Exercise set
**1.** From the lakeFS excerpt, output everything from "With the benefit" down to "faster than before.", copied word for word.
**2.** Answer these questions using the lakeFS excerpt:
(a) How long did the change to the data model take?
(b) What was the first step in building a community?
(c) Which first point of friction with adopting open source does the excerpt name?

Excerpt
************

With the initial model, we spent a lot of time crafting and honing a set of very complex SQL queries, sometimes having to work around the database’s query planner to get predictable performance. Small changes would then take a very long time to implement and validate – so we set out to change the data model completely.
This is not an easy decision to make – basically throwing away working software that took a lot of effort to get to high quality. We did it anyway. It took weeks, but resulted in a much more coherent system, that is easier to onboard new developers onto, easier to debug issues when they arise and most importantly, a solid base to build features on top of, to extend and to modify.
With the benefit of hindsight, we feel we chose the right approach. We are now able to provide the community with high-quality, stable software, while addressing bugs and releasing new features faster than before.
Building a community
We knew that the real feedback will come from early adopters who currently experience the pain that lakeFS solves for. While we had a group of data professionals that were interested in lakeFS from ideation, we wanted to reach as many potential users as possible and build a community around the project.
The first step was choosing a cute logo. Don’t underestimate the importance of this part.
Next, we made sure our project’s documentation is excellent. As users of open source we know that the first friction you have with adopting open source is the documentation describing it’s value, installation and use. We took the best examples we appreciated and made sure to follow the standard. We are proud of the positive feedback our documentation got, starting at the first release.

************

Data provided
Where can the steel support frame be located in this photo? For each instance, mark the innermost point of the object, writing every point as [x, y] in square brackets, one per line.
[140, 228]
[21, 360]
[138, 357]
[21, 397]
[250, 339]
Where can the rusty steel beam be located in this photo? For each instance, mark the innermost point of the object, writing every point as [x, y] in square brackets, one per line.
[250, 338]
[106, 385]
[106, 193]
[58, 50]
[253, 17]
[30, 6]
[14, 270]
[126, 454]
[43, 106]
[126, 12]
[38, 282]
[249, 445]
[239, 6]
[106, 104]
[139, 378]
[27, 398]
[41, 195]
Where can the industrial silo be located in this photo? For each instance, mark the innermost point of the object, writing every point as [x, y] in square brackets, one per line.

************

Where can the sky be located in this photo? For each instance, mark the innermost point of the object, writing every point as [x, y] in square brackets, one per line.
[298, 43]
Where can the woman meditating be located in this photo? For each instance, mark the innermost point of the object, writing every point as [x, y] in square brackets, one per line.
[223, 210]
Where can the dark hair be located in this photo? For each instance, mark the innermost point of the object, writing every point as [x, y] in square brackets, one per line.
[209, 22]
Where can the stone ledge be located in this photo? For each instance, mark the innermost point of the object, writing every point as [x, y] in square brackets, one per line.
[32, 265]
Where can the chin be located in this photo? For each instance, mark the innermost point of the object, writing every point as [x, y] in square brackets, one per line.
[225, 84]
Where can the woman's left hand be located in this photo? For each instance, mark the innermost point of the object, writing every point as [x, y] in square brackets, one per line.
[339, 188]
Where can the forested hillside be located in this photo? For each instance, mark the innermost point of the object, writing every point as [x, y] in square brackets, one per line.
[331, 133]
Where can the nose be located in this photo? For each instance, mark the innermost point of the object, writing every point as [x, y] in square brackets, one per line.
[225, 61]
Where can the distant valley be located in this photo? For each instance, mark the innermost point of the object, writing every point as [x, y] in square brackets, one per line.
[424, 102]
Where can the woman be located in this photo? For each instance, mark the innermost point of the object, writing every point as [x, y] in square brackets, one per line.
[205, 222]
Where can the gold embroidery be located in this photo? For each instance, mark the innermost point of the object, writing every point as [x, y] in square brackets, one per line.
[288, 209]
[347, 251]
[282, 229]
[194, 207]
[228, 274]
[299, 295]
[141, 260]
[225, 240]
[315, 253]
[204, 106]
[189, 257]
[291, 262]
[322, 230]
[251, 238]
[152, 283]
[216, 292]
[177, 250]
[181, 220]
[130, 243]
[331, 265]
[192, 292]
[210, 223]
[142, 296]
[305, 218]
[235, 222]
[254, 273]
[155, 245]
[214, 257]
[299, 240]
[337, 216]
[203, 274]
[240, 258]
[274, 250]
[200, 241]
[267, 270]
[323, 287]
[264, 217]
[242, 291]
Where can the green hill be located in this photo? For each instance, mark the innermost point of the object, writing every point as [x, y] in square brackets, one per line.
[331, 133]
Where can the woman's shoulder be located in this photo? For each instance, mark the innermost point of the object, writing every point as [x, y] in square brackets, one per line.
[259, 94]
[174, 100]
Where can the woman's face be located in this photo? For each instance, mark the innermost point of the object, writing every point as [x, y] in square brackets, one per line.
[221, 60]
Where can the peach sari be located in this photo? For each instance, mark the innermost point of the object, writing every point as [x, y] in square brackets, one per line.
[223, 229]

************

Numbered responses
**1.**
With the benefit of hindsight, we feel we chose the right approach. We are now able to provide the community with high-quality, stable software, while addressing bugs and releasing new features faster than before.

**2.**
(a) It took weeks.
(b) Choosing a cute logo.
(c) The documentation describing its value, installation and use.